## REQUIREMENTS:
**1.** In the passage on fresh-hop beers below, how soon after picking are the hops shipped to a brewery?
**2.** Resume the passage on fresh-hop ales and the Yakima festival, continuing after its last sentence.

## PASSAGE SHOWN:
....

Fresh, or wet, hops beers are brewed with whole-leaf, freshly harvested hops that have never touched a kiln; instead they are picked and shipped to a brewery within 24 to 48 hours so they ensure freshness and impart all the hops’ potent oils to the fresh-hops ale. The result is unlike any other hoppy beer: green, earthy, and somewhat understated compared to the bitter brashness of an IPA.

Fresh Hop Ale Festival
October 4, 2014
Yakima, Washington

The Fresh Hop Ale Fest (pictured at top) takes place in the heart of hops country: Yakima, Washington, where the abundant hops yards are bustling around the clock during the annual hops harvest, in late August to the end of September. The festival, which typically takes place the weekend after harvest is finished, is a celebration of sorts and a chance to see how more than thirty different breweries approach fresh-hops ales. From pale ales to double IPAs to fresh-hops lagers, the only rule is you have to use fresh hops in the beer.

....

[Items from a data source]

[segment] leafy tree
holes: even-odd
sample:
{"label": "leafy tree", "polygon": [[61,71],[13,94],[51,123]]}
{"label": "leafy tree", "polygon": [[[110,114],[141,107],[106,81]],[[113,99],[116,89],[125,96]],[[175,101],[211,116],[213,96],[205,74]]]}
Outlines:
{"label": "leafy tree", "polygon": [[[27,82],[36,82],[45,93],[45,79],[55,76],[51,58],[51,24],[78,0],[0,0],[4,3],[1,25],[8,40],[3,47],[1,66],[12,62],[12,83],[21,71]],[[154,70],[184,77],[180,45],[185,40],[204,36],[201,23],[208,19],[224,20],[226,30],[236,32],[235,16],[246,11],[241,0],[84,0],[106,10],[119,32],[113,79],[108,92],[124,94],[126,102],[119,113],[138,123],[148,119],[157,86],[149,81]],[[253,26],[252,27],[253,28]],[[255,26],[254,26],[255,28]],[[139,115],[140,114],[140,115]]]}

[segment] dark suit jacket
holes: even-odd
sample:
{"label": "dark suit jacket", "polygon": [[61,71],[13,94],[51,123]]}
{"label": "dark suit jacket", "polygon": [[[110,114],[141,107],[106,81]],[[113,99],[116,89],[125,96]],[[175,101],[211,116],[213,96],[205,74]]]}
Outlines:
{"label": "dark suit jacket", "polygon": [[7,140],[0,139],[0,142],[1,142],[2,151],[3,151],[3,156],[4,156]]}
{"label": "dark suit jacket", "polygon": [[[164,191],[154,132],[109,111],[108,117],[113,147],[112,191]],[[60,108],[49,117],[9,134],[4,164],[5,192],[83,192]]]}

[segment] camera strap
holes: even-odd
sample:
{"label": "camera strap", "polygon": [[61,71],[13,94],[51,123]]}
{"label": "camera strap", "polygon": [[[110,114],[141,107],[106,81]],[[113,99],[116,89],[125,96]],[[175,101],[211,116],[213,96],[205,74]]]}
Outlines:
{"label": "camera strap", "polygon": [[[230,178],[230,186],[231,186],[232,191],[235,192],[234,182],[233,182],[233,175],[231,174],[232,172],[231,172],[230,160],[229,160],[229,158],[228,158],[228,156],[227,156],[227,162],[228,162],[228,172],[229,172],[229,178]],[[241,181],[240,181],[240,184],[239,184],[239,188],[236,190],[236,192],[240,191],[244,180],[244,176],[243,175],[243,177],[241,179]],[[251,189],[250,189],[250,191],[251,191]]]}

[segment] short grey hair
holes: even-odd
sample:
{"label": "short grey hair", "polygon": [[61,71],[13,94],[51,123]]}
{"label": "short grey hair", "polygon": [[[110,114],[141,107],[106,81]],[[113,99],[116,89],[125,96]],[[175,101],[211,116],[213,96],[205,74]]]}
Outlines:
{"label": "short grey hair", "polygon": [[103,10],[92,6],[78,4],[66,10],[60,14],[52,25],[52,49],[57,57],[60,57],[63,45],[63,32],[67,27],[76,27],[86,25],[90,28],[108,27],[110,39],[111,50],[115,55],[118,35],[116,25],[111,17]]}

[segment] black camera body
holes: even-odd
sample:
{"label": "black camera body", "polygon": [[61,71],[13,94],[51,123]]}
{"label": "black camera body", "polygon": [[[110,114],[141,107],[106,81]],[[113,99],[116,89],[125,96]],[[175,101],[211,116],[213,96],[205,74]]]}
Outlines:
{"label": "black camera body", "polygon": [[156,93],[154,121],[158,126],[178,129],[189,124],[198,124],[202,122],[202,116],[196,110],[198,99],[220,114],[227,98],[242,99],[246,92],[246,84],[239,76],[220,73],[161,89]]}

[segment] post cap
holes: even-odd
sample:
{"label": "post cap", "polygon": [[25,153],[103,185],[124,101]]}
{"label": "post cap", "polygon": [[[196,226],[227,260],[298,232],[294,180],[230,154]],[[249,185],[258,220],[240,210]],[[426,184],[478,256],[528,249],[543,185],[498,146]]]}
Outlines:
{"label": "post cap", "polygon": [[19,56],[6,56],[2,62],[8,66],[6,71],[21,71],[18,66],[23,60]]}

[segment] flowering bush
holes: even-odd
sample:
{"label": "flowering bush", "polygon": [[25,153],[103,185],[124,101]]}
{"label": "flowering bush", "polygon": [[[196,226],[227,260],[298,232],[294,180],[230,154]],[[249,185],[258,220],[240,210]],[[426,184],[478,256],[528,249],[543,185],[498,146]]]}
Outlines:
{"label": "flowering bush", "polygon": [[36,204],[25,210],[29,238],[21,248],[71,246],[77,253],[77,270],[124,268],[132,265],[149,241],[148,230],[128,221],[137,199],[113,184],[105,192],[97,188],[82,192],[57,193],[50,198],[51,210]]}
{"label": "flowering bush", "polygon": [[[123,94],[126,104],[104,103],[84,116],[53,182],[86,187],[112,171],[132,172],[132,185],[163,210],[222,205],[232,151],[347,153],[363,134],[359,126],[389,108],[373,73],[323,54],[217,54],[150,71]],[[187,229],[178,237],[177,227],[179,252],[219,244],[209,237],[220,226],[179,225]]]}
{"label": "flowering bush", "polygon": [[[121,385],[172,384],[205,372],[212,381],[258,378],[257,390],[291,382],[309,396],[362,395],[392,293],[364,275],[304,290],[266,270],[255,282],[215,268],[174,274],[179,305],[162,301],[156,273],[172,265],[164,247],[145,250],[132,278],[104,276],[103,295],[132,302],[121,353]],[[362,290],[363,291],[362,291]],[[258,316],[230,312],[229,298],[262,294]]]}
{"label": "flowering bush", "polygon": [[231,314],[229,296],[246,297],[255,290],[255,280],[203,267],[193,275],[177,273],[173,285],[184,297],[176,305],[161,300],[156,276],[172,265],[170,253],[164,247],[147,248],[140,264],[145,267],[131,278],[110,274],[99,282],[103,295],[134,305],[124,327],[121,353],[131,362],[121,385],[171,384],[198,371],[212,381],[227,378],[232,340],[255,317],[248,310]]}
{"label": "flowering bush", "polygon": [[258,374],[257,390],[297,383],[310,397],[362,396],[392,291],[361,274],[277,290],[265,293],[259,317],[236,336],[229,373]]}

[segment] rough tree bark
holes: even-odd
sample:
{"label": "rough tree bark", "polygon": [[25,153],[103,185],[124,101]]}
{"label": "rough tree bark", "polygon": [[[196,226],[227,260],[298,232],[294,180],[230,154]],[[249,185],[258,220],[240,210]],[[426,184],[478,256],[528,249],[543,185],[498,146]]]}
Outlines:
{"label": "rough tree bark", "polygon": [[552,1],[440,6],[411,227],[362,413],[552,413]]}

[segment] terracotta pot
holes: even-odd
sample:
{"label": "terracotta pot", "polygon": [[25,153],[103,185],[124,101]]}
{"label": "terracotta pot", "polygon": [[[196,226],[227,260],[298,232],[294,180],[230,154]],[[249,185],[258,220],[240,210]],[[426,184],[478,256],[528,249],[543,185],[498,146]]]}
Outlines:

....

## OUTPUTS BY TASK:
**1.** Within 24 to 48 hours.

**2.**
Sierra Nevada Single, Fresh, Wet & Wild Festival
October 18, 2014
Chico, California

Their Sierra Nevada Pale Ale is the godfather of American pale ales and their Northern Hemisphere Harvest Ale was the first American wet-hops ale, so it’s only fitting that Sierra Nevada throws a celebration of all things hoppy, in their own hops field in Chico, California, of course. They invite more than fifty breweries from across the country to pour their hoppy offerings: single-hopped beers featuring one variety, fresh and wet hops ales celebrating the hops harvest, and ales brewed with “wild hops,” referring to uncultivated native or heirloom varieties.

DIY: Smaller breweries and brewpubs that make their own fresh-hops ale often put out a call for volunteers to help pick the hops from the bines. It’s a pretty simple, and social, activity, often followed by a round of beers or lunch. Small hops farmers will also sometimes sell fresh hops to homebrewers, if you want to try your own hand at it.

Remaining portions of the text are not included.